→ **What this task involves**
Convert the rows below into a JSON list of strings, one string per line, leaving out any blank lines.

#### Source records ####

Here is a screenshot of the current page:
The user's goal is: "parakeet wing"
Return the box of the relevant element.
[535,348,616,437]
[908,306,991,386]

####

→ **Correct output**
[
  "Here is a screenshot of the current page:",
  "The user's goal is: \"parakeet wing\"",
  "Return the box of the relevant element.",
  "[535,348,616,437]",
  "[908,306,991,386]"
]